Work to complete: Reproduce, character for character, every line of the data from the line containing "[locate] man's nose" through the end of the data, including both of those ends. Omit the pictures from your answer.

━━━ Data shown ━━━

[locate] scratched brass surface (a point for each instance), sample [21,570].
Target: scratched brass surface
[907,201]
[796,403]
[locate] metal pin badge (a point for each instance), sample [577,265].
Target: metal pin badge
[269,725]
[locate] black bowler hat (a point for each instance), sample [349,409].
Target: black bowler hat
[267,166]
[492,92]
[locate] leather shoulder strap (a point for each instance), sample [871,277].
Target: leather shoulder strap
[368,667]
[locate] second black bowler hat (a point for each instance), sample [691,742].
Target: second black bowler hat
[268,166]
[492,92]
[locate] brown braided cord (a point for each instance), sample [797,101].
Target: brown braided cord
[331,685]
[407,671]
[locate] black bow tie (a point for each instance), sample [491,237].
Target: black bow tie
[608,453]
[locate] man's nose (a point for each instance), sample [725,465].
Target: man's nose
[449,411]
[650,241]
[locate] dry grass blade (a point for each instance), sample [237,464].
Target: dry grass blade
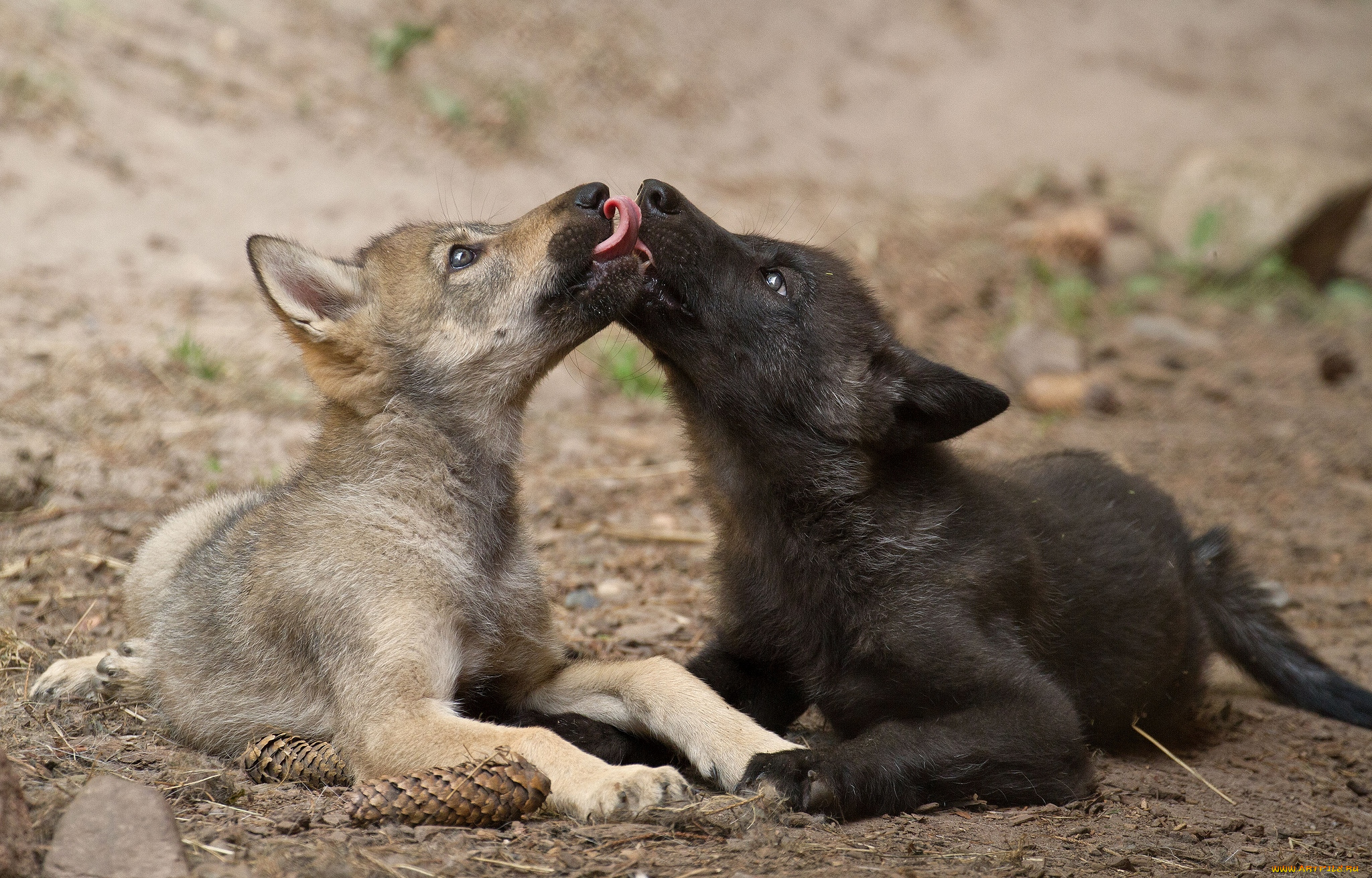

━━━

Written answer:
[locate] man's nose (a point for each instance), sample [725,465].
Target: man's nose
[449,411]
[650,241]
[locate] dry grass blade (a point for each instance), sample [237,464].
Target: dry grass blade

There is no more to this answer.